* **Text excerpt**

Planning for the return to the workplace
With operations running smoothly, the OIC’s BCP Committee turns its attention to planning for the eventual return to the workplace. The group creates a roadmap to follow, with clear phases and requirements.
Speaking to Parliament: early observations on the state of access to information during the pandemic
The Commissioner appears before the House of Commons Standing Committee on Government Operations and Estimates to discuss accountability and access to information.
A call for greater openness
The Commissioner calls for greater openness and transparency during a Podcast on Maclean’s Live.
Immediate action required to repair federal access system
The Commissioner reiterates the need for strong leadership and concrete actions by the government—beyond its review of the access system—to address both long-standing problems and issues that have arisen during the pandemic.
Access at issue: Nine recommendations for National Defence
In her first special report to Parliament, the Commissioner reports on her systemic investigation into the procedures, policies and systems at National Defence for processing access requests. Media coverage of the report affords the Commissioner opportunities to emphasize the need for the federal government to be more open and transparent.
Permanent funding: A new era for the OIC
Temporary funding the OIC had received for four years for investigation is made permanent to ensure the stability and viability of the investigations program in support of the Commissioner’s mandate. The Commissioner welcomes these resources while noting that additional funding is also required for units responsible for access requests across government institutions in order to truly effect change.
Access sheds light on government decisions around the world
The Commissioner joins with the global access to information community during Right to Know Week to remind political leaders that access plays a vital role during times of crisis, allowing citizens to shine a light on government decision-making.
Planning for beyond 2020
The OIC begins to look beyond the pandemic, planning for post-pandemic operations, gathering lessons learned from the first six months of staff working home, and exploring ways to optimize its physical office space while creating a vision for how the organization will carry out its work in the future.
Investigations regarding the Privy Council Office
In October and November 2020, four investigations reveal that the Privy Council Office closed access requests without processing them completely because it did not receive recommendations from other government institutions, counter to the requirements and spirit of the Act.
Access at issue: The need for leadership
In a special report to Parliament, the Commissioner details the results of her investigation into systemic issues affecting the Royal Canadian Mounted Police (RCMP)’s handling of access to information requests. The report, which gains national media attention, leads to concrete actions from the RCMP. The Commissioner discusses it on CPAC.

* **Required action 1**
Reproduce word for word the stretch of the Information Commissioner timeline from "Investigations regarding the" through "of the Act.".
* **Required action 2**
In the Information Commissioner timeline, shorten the paragraph beginning "Temporary funding the OIC had received" while keeping its main facts.
* **Required action 3**
Extend the Information Commissioner timeline past its last entry.

* **Excerpted data**
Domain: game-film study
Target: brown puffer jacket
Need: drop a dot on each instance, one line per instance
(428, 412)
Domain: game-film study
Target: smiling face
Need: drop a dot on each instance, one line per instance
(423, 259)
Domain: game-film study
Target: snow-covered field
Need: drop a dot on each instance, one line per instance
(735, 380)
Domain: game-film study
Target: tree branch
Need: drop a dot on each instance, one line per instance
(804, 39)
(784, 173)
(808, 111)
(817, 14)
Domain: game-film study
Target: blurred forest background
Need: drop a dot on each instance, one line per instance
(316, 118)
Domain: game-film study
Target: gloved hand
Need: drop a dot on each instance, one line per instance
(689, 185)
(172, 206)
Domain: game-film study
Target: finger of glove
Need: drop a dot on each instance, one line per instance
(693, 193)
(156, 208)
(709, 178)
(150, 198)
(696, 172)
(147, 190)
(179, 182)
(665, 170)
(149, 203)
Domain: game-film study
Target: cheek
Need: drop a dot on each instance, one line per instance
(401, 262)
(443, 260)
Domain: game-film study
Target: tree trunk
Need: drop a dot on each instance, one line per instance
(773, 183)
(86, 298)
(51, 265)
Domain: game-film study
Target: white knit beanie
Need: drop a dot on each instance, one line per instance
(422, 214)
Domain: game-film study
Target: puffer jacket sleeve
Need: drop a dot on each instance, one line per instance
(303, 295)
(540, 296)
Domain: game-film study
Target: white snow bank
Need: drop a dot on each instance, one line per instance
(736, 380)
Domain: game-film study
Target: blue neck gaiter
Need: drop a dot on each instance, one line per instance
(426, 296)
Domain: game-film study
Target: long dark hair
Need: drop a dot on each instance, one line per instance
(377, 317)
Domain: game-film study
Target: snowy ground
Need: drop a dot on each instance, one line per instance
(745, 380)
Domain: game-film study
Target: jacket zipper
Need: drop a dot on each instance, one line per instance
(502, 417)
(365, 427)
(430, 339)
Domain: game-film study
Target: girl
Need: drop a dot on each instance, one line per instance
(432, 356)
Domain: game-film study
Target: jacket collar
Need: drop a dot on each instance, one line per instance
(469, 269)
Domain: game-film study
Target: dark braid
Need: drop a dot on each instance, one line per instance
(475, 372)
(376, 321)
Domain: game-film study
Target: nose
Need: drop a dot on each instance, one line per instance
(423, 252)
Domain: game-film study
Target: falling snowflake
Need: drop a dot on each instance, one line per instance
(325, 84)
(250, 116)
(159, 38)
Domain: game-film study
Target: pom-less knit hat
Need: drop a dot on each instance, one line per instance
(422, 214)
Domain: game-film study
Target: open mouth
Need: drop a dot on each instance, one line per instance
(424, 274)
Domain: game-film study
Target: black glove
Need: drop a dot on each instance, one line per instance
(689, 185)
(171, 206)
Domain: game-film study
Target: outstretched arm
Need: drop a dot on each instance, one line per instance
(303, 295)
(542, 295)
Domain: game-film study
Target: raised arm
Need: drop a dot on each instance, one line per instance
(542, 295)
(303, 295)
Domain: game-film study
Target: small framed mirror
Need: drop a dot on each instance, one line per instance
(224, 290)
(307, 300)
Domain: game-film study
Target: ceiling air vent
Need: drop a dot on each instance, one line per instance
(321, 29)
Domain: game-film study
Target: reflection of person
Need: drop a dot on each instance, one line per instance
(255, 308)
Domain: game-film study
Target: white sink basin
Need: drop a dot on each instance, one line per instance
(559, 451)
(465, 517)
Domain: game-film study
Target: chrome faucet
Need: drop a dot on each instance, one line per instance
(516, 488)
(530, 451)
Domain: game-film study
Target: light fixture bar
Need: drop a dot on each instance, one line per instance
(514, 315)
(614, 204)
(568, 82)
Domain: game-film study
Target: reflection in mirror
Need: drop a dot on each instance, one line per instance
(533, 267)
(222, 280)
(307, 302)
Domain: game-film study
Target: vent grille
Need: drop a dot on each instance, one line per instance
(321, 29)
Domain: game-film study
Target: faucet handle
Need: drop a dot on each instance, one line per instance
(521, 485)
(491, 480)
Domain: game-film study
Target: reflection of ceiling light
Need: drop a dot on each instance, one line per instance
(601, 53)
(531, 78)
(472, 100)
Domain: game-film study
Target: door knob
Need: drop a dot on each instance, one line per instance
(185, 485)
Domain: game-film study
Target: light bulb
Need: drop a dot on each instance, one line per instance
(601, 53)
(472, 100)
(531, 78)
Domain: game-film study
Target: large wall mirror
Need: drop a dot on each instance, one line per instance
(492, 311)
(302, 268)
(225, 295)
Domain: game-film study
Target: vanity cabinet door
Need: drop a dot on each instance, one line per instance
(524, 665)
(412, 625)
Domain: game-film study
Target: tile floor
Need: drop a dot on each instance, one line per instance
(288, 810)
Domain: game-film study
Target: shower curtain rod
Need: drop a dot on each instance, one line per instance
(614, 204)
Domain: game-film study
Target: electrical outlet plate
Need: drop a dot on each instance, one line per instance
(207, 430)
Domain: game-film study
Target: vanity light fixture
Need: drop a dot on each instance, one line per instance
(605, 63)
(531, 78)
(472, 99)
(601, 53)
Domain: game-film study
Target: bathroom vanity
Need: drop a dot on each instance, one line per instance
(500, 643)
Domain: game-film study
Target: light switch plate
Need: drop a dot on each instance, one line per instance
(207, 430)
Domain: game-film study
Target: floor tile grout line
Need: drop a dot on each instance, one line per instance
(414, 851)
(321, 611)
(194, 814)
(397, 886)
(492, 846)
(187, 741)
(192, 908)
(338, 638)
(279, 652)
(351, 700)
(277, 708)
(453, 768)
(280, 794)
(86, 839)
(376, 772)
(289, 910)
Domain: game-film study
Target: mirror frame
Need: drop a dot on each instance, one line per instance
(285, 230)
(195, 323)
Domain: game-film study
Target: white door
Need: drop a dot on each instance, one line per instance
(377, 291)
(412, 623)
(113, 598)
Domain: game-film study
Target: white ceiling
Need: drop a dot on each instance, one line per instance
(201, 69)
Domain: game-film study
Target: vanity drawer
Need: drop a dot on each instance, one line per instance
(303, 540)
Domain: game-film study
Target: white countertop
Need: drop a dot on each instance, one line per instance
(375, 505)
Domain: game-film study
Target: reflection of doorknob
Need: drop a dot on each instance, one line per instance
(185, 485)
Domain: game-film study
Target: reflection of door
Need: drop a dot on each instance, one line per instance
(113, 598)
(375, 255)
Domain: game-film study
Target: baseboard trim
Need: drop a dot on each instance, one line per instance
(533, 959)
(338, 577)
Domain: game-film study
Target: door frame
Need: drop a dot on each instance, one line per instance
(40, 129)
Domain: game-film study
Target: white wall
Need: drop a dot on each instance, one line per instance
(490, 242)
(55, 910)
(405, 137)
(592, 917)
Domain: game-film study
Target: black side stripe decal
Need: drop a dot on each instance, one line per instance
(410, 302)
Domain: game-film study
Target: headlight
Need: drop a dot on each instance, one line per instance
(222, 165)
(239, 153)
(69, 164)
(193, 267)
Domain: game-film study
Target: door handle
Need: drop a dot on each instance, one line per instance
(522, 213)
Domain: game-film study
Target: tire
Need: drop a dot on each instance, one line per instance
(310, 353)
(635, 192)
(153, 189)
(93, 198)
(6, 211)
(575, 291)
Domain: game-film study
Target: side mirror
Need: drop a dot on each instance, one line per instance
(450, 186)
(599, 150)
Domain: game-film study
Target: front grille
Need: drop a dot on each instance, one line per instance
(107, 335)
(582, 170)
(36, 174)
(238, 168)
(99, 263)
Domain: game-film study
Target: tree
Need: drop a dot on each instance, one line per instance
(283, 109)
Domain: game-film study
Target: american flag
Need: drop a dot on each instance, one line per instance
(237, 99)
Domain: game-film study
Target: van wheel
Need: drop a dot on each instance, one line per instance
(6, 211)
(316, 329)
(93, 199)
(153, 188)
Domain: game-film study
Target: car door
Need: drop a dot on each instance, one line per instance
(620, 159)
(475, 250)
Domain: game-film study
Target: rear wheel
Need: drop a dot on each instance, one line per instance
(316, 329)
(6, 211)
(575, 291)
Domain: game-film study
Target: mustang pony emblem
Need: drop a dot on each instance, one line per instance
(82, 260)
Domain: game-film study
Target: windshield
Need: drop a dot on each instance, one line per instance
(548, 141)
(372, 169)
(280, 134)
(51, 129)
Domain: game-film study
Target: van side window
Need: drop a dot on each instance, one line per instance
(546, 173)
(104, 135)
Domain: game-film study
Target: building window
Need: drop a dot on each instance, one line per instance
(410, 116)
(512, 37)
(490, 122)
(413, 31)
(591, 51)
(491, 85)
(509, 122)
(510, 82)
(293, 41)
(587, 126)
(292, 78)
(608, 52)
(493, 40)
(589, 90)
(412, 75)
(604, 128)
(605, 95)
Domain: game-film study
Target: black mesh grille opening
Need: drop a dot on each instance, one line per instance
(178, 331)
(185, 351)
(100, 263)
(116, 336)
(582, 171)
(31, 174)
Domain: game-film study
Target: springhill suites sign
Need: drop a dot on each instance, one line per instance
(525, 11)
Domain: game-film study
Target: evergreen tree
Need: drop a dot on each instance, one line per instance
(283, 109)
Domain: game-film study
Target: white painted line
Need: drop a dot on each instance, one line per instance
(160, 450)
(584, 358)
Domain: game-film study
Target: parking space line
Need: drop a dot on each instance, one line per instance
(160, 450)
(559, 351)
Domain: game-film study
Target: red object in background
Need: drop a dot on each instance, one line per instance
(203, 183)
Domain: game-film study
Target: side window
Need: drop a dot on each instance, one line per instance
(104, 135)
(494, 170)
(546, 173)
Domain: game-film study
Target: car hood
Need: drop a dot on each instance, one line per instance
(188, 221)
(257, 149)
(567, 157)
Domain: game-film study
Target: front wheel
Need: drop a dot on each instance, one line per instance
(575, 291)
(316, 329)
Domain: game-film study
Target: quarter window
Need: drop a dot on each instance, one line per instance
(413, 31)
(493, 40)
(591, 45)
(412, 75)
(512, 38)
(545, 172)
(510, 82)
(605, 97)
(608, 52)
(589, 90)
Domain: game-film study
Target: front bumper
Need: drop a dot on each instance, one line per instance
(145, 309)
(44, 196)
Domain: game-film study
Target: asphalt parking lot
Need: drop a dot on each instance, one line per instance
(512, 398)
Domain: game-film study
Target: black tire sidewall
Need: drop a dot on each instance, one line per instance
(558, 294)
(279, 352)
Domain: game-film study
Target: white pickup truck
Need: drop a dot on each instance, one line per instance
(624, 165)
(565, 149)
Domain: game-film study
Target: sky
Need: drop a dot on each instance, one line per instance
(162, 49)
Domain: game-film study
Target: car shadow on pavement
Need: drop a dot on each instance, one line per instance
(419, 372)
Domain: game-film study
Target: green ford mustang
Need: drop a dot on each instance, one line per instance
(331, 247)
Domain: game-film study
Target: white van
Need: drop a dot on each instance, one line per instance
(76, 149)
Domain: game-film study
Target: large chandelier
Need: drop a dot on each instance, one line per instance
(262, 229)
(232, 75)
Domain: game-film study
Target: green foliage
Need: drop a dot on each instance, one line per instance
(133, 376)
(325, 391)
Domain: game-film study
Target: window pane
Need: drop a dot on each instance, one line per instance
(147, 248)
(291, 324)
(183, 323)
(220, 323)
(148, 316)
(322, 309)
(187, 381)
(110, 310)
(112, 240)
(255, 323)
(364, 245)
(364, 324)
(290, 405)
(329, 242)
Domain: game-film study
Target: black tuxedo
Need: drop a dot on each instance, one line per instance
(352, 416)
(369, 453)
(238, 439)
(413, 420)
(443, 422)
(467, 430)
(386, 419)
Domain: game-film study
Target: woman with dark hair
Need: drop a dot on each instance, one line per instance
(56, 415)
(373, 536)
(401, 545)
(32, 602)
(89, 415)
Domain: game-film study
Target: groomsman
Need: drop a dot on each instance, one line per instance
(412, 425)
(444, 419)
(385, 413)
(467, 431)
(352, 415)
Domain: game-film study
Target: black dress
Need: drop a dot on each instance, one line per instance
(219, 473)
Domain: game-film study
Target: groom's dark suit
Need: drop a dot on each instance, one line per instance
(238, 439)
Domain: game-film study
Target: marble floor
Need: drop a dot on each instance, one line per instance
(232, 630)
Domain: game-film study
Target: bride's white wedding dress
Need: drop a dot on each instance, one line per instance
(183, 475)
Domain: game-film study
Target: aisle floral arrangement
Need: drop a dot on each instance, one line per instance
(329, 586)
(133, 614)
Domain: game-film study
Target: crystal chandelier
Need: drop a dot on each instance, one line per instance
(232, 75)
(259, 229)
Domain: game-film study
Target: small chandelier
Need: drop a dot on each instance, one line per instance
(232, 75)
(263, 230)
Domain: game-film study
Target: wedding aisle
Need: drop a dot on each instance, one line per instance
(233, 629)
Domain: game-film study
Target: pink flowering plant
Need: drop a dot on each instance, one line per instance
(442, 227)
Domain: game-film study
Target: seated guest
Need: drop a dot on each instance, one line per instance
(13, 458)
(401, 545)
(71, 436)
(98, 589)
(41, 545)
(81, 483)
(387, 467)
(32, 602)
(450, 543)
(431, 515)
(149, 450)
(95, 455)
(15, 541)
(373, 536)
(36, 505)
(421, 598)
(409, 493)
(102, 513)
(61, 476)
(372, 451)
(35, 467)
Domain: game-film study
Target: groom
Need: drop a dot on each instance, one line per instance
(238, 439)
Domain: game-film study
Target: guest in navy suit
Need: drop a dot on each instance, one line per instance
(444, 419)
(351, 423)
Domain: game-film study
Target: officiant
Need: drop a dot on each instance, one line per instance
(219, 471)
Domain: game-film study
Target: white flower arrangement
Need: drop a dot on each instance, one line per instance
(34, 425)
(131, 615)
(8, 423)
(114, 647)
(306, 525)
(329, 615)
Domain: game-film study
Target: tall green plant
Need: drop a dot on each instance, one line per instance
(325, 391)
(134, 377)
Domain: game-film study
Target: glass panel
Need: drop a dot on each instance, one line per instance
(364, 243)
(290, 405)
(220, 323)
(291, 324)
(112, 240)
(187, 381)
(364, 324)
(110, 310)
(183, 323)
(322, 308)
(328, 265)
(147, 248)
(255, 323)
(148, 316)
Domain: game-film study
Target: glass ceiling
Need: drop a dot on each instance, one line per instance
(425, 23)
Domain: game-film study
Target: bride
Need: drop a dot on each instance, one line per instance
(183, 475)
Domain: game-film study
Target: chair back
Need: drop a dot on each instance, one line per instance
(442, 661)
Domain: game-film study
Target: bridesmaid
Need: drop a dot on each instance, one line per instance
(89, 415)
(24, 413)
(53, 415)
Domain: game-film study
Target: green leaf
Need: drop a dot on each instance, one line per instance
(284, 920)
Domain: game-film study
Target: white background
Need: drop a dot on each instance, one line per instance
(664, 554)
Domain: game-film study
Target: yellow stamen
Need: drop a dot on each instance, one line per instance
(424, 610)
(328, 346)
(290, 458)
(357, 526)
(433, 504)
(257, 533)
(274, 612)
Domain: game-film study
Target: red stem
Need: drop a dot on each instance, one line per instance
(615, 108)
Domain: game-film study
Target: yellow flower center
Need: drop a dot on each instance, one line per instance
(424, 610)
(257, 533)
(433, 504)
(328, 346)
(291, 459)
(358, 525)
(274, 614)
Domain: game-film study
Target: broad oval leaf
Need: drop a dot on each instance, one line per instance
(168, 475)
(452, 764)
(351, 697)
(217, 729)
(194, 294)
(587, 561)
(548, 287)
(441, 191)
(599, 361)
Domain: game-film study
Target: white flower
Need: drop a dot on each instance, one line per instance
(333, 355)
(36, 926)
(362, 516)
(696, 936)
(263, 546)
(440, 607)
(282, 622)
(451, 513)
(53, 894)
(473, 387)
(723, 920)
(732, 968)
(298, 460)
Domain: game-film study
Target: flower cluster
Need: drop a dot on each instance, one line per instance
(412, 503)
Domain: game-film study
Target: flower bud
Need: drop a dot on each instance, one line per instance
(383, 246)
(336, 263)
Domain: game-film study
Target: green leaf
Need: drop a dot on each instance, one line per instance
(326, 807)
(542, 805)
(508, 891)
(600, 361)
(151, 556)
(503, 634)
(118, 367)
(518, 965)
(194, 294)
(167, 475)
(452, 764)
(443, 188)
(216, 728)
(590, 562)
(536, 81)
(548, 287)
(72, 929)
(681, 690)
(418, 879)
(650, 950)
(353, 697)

* **Response box 1**
Investigations regarding the Privy Council Office
In October and November 2020, four investigations reveal that the Privy Council Office closed access requests without processing them completely because it did not receive recommendations from other government institutions, counter to the requirements and spirit of the Act.

* **Response box 2**
The OIC's four years of temporary investigation funding becomes permanent, which keeps the investigations program stable and viable in support of the Commissioner's mandate. The Commissioner welcomes the resources. She notes that access-request units across government institutions also need more funding to truly effect change.

* **Response box 3**
Notable investigation: The pandemic does not suspend Canadians’ right of access
The Commissioner reports on a complaint she launched against Canadian Heritage based on reports it had stopped processing access requests during the pandemic.
(Virtually) connecting with institutions
Throughout the year, the OIC participates in a number of meetings with institutions. These activities range from speaking to a group of public servants during the Right to Know Week to all-staff meetings of access to information and privacy (ATIP) employees. The OIC also takes part in a Library of Parliament Seminar to explain the Commissioner’s role and priorities.
The government’s access system review: The Commissioner weighs in
The Commissioner submits her observations to the President of the Treasury Board, which include a myriad of ways to improve the access regime and many that do not require legislative changes. Measures that fall under this category can and should be implemented immediately.
Updating parliamentarians on the state of access during the pandemic
The Commissioner makes a return appearance before the House of Commons Standing Committee on Government Operations and Estimates as part of its study of the government’s pandemic response.
Emphasizing the need for leadership from the top
The Commissioner begins meeting ministers whose portfolios include institutions subject to the most access-related complaints. She urges ministers to take on a greater role in upholding the right of access, stressing the importance of the necessary resources, processes and tools being in place so institutions can meet their obligations under the Act. She also offers insights into how institutions can improve their performance in the area of access.
The OIC’s impact on the access regime
Investigating and reporting on complaints
Throughout 2020–2021, the OIC has continued to deliver on its mandate to conduct investigations. Despite the challenges associated with the pandemic, the OIC set a goal of completing 4,000 files in 2020–2021. Thanks to the resilience, hard work and commitment of its employees, in collaboration with institutions, the OIC achieved this goal, completing 4,060 complaints by March 31, 2021.
The OIC also led investigations on four Commissioner-initiated complaints, including three systemic investigations. In addition, the OIC recorded 34 percent fewer complaints in 2020–2021. This drop could be attributed to the pandemic and the fact that institutions seem to have received fewer access requests over the past year according to data compiled to date.
|Not well founded||344||6%||225||5%|
Since June 2019, the Access to Information Act gives the Information Commissioner the authority to publish reports of her findings. The final reports of some of the key investigations the OIC has completed in 2020-2021 provide guidance to institutions and complainants by establishing the Commissioner’s position on various sections of the Act. In 2020–2021, the OIC also published guidance for complainants and institutions, while augmenting its suite of internal resources for investigators.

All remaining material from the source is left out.